The listing below should be written out word for word, with its pictures removed.
= Beginning of Section =
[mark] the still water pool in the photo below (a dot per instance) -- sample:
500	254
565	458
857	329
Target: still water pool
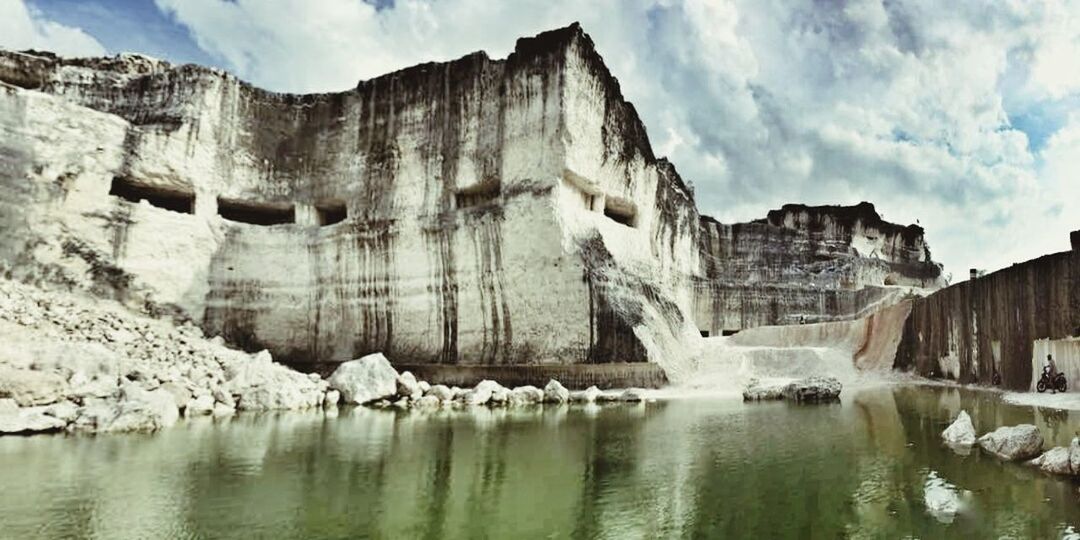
702	468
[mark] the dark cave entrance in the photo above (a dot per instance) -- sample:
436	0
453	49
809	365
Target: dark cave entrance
174	200
265	214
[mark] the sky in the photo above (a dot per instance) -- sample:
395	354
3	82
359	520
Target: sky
962	117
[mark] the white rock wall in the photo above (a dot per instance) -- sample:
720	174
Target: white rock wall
468	238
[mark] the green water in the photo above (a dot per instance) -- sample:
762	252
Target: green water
702	468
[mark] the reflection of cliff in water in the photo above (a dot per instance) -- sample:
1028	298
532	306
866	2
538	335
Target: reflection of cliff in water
701	468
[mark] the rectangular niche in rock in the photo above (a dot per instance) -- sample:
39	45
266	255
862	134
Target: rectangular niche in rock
256	213
171	199
620	212
331	212
475	196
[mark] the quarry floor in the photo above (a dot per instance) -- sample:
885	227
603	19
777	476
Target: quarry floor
869	467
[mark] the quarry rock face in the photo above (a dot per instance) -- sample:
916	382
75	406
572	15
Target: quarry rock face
807	265
961	432
1013	443
439	214
477	212
365	379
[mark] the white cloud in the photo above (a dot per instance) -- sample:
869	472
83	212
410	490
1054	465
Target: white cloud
759	102
23	28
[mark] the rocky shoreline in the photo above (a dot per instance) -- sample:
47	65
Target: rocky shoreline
372	380
77	364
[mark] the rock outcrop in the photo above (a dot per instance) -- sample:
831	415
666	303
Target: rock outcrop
473	212
365	379
813	390
808	265
961	432
476	212
78	364
998	328
1061	460
1013	443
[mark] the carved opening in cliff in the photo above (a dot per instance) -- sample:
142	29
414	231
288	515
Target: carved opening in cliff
331	212
620	212
256	213
175	200
482	193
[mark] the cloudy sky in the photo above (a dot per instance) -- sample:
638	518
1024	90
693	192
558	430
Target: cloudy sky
962	116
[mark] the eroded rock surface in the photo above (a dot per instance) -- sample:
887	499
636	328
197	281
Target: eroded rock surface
78	364
1013	443
961	432
1061	460
808	265
813	390
365	379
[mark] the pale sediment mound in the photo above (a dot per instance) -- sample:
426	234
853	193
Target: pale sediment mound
79	364
851	351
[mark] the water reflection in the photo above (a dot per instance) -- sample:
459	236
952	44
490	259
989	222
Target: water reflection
693	468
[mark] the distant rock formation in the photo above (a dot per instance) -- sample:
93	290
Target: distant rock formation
476	212
472	212
807	265
999	327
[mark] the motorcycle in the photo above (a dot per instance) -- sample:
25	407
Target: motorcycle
1057	383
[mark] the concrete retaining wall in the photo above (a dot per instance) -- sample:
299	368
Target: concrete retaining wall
973	329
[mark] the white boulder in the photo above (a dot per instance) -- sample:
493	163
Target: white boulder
29	388
961	432
526	395
32	420
756	390
442	392
365	379
588	395
200	406
555	392
482	394
1013	442
941	498
1060	459
813	390
407	386
143	410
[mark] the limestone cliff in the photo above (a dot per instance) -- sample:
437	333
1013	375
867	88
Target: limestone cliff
472	212
483	212
807	264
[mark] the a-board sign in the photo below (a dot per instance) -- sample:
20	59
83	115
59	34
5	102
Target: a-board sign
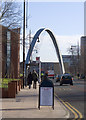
46	96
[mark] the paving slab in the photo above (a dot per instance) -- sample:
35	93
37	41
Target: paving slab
25	105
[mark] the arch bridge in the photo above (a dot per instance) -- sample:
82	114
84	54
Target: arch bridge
36	36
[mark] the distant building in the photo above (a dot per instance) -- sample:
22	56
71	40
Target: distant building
83	55
10	52
45	66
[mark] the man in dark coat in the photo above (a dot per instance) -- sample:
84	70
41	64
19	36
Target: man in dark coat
29	80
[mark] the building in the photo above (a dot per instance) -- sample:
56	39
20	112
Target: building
83	55
10	52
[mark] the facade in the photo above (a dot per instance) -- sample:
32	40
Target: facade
83	55
10	52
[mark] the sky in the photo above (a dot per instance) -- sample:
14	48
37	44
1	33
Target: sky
64	19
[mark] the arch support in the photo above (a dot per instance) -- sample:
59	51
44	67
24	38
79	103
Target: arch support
55	45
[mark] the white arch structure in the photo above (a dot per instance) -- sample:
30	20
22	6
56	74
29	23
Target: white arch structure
36	36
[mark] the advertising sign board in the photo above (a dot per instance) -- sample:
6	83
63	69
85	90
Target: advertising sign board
46	96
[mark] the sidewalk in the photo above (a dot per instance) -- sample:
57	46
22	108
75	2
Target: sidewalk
25	105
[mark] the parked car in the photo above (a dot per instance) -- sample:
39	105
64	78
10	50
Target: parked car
66	79
58	77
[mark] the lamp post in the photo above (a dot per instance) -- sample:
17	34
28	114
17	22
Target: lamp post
23	42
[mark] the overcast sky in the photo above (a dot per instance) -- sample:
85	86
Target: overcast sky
65	19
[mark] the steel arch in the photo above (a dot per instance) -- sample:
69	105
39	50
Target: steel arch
55	45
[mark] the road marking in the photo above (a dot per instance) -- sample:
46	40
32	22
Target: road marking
76	113
75	110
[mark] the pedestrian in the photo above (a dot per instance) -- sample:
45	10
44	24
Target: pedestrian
29	80
35	78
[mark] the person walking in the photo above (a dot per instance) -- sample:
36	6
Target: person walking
29	80
35	78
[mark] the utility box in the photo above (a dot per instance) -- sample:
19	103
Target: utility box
46	94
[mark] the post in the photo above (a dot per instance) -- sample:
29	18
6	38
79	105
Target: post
39	71
23	43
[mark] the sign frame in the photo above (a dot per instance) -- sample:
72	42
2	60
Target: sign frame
52	96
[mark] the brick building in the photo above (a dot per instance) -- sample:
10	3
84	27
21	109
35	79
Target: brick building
10	52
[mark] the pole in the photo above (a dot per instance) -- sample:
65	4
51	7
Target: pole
39	71
23	42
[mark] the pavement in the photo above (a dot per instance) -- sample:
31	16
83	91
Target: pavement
25	105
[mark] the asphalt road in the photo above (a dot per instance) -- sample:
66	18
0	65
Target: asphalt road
73	97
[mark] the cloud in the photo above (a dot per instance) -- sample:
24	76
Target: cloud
47	50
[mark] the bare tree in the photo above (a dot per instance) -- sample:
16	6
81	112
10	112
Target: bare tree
11	14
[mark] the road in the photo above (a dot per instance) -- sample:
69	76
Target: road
73	97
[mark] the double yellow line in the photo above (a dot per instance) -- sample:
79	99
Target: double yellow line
76	113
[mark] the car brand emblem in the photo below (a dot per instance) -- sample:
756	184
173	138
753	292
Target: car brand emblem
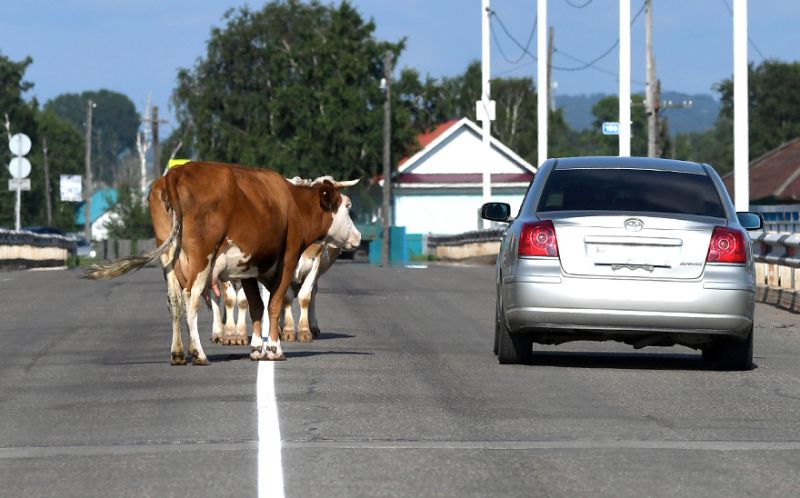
= End of Section =
--- FINISHED EXERCISE ---
[mark] the still water pool in the photo below (a dot per instance) -- sample:
500	254
565	458
857	329
Target: still water pool
702	468
[mark] the dark cave entrance in the photo above (a dot per instance) -- sample:
436	0
453	49
809	365
Target: dark cave entrance
174	200
265	214
[mark] the sky in the photo above (a dot per instance) -- sample:
395	354
3	82
359	520
Target: sky
962	117
[mark] the white rock wall in the photo above (a dot per instance) -- sample:
720	174
Target: white rock wall
468	238
[mark] the green water in the photo above (a dot per instance) -- sample:
762	252
Target: green water
702	468
[mark] the reflection of cliff in water in the photo above (a dot per instance) -- sample:
1028	298
532	306
866	2
538	335
Target: reflection of cliff in water
701	468
[mark] the rectangular niche in rock in the photo above (a dot per instance) -- sample:
39	45
266	255
862	134
Target: rectangular niche in rock
256	213
171	199
620	212
331	212
475	196
[mark] the quarry floor in the photo above (a dot per instance) -- sample:
885	227
603	19
777	476
Target: quarry floor
869	467
[mark] the quarry rock face in the photo above (a dot per instance) -- sample:
916	382
75	406
572	15
Target: quarry rock face
807	265
961	432
1013	443
439	214
477	212
365	379
[mark] the white cloud in the photo above (a dot per instance) -- sample:
869	472
83	212
410	490
1054	465
Target: white cloud
759	102
23	28
[mark] the rocky shoreline in the photo above (a dot per instance) -- sample:
47	65
Target: rocky shoreline
372	380
77	364
[mark] the rock outcrop in the photo above (a dot per instance) -- sample:
831	415
666	303
Target: rock outcrop
473	212
365	379
813	390
808	265
961	432
476	212
78	364
998	328
1061	460
1013	443
[mark] the carved opening in cliff in the photo above (a dot per instance) -- sample:
142	29
414	231
288	515
Target: carved opening in cliff
331	212
620	212
256	213
175	200
482	193
[mark] the cloudy sky in the photo above (a dot per instance) -- sample:
638	518
1024	90
693	192
558	430
Target: cloudy sky
962	116
[mark] the eroded rock surface in the photo above (a dot per instance) -- sample:
887	499
636	328
197	281
Target: eroded rock surface
78	364
1013	443
961	432
1061	460
808	265
813	390
365	379
[mark] the pale sediment mound in the photo above (a dot per instance) -- sample:
426	234
853	193
Target: pale sediment mound
79	364
851	351
[mark] the water reflection in the photo above (a dot per instance) -- sample:
459	236
952	44
490	259
989	222
Target: water reflection
693	468
[mark] the distant rock formation in the photo above (a dot per instance) -- sample:
93	290
Target: distant rock formation
476	212
472	212
807	265
999	327
[mark] the motorcycle in the photo above (a dot per instance) -- sample:
25	407
Target: motorcycle
1057	383
[mark] the concrete retaining wall in the photo above (a dot per instance) -- sample:
299	368
Target: concrete retaining wall
973	329
[mark] the white boulder in the photo above (a dot per instance) -- sample:
493	163
Target: white boulder
29	388
961	432
526	395
32	420
756	390
442	392
365	379
588	395
200	406
555	392
482	394
1013	442
941	498
1060	459
813	390
407	386
143	410
[mark] the limestone cliff in the photo above (a dot per instance) -- sample:
437	333
1013	375
867	88
Target: limestone cliff
472	212
483	212
807	264
[mark] the a-board sign in the photo below (a dot per instance) -- sample:
20	59
83	115
59	34
5	102
Target: a-board sign
46	96
[mark] the paving slab in the photo above (a dot per instance) -- sample:
35	93
37	41
Target: paving slab
25	105
[mark] the arch bridge in the photo above (a dot per instance) -- sample:
82	114
84	54
Target: arch bridge
36	36
[mark] the distant building in the photo above (a dot per instance) -- sample:
22	56
71	40
Target: distant building
83	55
10	52
45	66
[mark] the man in dark coat in the photo above (a dot per instance) -- sample:
84	70
41	64
19	36
Target: man in dark coat
29	80
[mark] the building in the photo above (a dot per instance) -- sample:
56	39
20	112
Target: building
83	55
10	52
[mark] the facade in the photo above (a dot per instance) -- sample:
32	40
Target: facade
83	55
10	52
[mark] the sky in the photo above (a dot per instance) -- sample:
14	48
37	44
1	33
Target: sky
64	19
[mark] the arch support in the photo above (a dot per instance) -- sample:
59	51
44	67
24	38
79	103
Target: arch support
55	45
[mark] the white arch structure in the photo above (a dot per instance) -- sample:
30	20
22	6
56	74
29	23
Target: white arch structure
36	36
[mark] the advertising sign board in the photo above (a dot per instance) -- sample:
6	83
63	69
85	90
Target: advertising sign board
46	96
[mark] the sidewalk in the photo above (a dot per instance) -- sample:
57	46
22	108
75	2
Target: sidewalk
25	105
[mark] the parked car in the photo above (a dot per instance) -- sample:
39	105
64	78
10	50
Target: parked car
66	79
58	77
[mark] the lamp post in the photo above (a dot per instance) -- sample:
17	34
28	114
17	22
Target: lamp post
23	42
[mark] the overcast sky in the photo above (a dot per instance) -- sample:
85	86
Target: overcast sky
65	19
[mark] the steel arch in the photo above (a dot per instance) -- sample:
69	105
39	50
Target: steel arch
55	45
[mark] the road marking in the photo above (a dot per instance) -- sample:
46	40
32	22
Target: road marking
76	113
75	110
[mark] the pedestrian in the photo above (a dot per instance) -- sample:
45	10
44	24
Target: pedestrian
29	80
35	78
[mark] the person walking in the photo above (a dot per instance) -- sample:
36	6
Target: person walking
29	80
35	78
[mark] the utility box in the photo above (a dot per instance) -- sample:
19	103
Target: utility box
46	94
[mark] the post in the photo above (a dot per instance) -- sample:
29	18
6	38
79	105
Target: post
39	71
23	43
[mark] the sign frame in the photo above (a dot per instance) -- sample:
72	42
2	60
Target: sign frame
52	96
[mark] the brick building in the photo above (a dot per instance) -- sample:
10	3
84	27
21	109
35	79
Target: brick building
10	52
[mark] the pole in the photo above (a dot per instance) -- sample:
65	4
51	7
Target: pole
39	71
23	42
[mark] the pavement in the photo above (a dot per instance) -- sample:
31	16
83	91
Target: pavement
25	105
[mark] the asphalt road in the photo above (a dot per instance) -- sample:
66	18
0	65
Target: asphalt road
73	97
[mark] the cloud in the photo above (a dot per instance) -- sample:
24	76
Target: cloud
47	50
[mark] the bare tree in the photo above (a dot per instance) -- sample:
16	6
81	112
10	112
Target: bare tree
11	14
[mark] the road in the photo above (a dot per instance) -- sample:
69	76
Target: road
73	97
[mark] the double yellow line in the photo above (a dot per instance) -- sample:
79	99
Target: double yellow line
76	113
[mark] the car brand emblem in the photo below (a dot per instance) -- sample:
756	184
173	138
753	292
Target: car brand emblem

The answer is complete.